**TEXTO PARA LEITURA**
━━━━━━━━━━━━━━━━━━━━━━━━━━━━━━
Somente seis horas depois o clima começou a esfriar. A Polícia Civil contabilizou dez feridos – oito deles eram policiais. Entre os populares, mais de 30 presos, alguns com objetos furtados. Correu o boato que o protesto era coisa de estudantes. A União Paranaense dos Estudantes foi a público lavar as mãos, atitude endossada em editorial de um dos jornais da capital. O periódico dizia que os “cabeças das desordens” eram “desocupados ou operários”.
No dia seguinte, logo cedo, enquanto alguns ainda saboreavam as manchetes sensacionalistas do tumulto, uma agitação no centro da cidade anuncia o segundo dia da Guerra do Pente. O comerciante Salim Mattar, da Casa Três Irmãos, ao ver a onda de depredação se aproximando, sacou um revólver e disparou cinco tiros para cima. Uma tentativa desesperada: nem mesmo os tanques do Exército que foram deslocados para o front deram conta de amedrontar a população. Alguns tentaram aproveitar o embalo para destilar um discurso político e por pouco não levaram sopapos do povão. O momento era de ataque e só. Catarse pura, nada de teoria. O tumulto só terminaria na chegada da noite. Como motivo, algo bem curitibano: uma chuvinha típica de não deixar alma viva na rua.
━━━━━━━━━━━━━━━━━━━━━━━━━━━━━━
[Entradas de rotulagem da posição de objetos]
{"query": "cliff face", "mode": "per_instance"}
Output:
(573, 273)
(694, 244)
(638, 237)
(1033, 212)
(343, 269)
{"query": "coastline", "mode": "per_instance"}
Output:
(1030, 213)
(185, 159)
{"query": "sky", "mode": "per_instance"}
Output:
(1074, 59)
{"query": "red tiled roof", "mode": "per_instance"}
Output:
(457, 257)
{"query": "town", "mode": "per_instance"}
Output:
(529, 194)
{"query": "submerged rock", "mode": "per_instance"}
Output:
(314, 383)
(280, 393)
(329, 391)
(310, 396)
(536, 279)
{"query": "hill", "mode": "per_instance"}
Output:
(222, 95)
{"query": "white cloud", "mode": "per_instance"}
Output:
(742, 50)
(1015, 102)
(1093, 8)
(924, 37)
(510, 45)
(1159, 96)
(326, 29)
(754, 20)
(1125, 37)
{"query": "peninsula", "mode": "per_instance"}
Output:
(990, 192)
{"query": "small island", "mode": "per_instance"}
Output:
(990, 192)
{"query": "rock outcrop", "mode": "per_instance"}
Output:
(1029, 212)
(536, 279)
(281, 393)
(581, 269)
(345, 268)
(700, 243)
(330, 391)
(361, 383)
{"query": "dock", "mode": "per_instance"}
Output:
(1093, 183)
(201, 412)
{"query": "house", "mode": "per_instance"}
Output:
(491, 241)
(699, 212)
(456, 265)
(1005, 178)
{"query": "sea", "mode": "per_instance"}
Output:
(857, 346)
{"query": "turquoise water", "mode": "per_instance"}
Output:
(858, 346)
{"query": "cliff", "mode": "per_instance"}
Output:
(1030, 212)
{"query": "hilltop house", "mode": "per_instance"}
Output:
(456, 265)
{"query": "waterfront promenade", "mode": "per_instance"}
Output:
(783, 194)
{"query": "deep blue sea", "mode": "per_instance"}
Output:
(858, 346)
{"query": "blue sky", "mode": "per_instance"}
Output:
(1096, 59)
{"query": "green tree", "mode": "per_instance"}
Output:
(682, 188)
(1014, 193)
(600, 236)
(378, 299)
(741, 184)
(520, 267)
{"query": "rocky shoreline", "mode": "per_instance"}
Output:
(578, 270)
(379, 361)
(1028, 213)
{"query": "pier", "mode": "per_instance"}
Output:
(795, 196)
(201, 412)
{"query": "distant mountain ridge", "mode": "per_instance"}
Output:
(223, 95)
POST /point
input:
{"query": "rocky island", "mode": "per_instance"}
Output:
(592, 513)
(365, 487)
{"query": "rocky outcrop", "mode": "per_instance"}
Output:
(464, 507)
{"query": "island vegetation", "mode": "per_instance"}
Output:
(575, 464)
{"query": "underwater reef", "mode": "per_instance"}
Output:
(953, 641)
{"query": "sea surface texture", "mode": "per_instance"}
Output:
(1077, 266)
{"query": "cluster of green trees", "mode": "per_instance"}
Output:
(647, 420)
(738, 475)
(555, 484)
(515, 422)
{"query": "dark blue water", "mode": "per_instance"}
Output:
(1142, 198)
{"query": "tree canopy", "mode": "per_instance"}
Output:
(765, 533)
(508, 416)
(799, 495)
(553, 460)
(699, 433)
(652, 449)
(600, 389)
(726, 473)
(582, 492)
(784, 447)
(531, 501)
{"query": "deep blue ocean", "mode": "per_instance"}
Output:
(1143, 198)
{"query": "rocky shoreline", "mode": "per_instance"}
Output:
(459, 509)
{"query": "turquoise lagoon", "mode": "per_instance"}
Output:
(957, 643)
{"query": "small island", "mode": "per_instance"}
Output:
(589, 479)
━━━━━━━━━━━━━━━━━━━━━━━━━━━━━━
**INSTRUÇÕES DE TRABALHO**
1. No texto sobre a Guerra do Pente, quantos tiros o comerciante Salim Mattar disparou para cima?
2. Prossiga com o texto sobre a Guerra do Pente a partir da última frase.
Os registros foram tirados de outra fonte.

**RESPOSTAS ÀS TAREFAS**
1. Cinco tiros.

2.
Na quinta-feira, as análises colocavam mais polêmica sobre os reais motivos da Guerra do Pente. Alguém comparou a insurreição curitibana ao Levante de Aragarças. Um famoso criminalista da época creditou a violência ao alto custo de vida – um desabafo do povo. “O problema é fome”, sentenciava outro. O fato é que algo acontecera além da previsibilidade costumeira do curitibano naqueles dois dias.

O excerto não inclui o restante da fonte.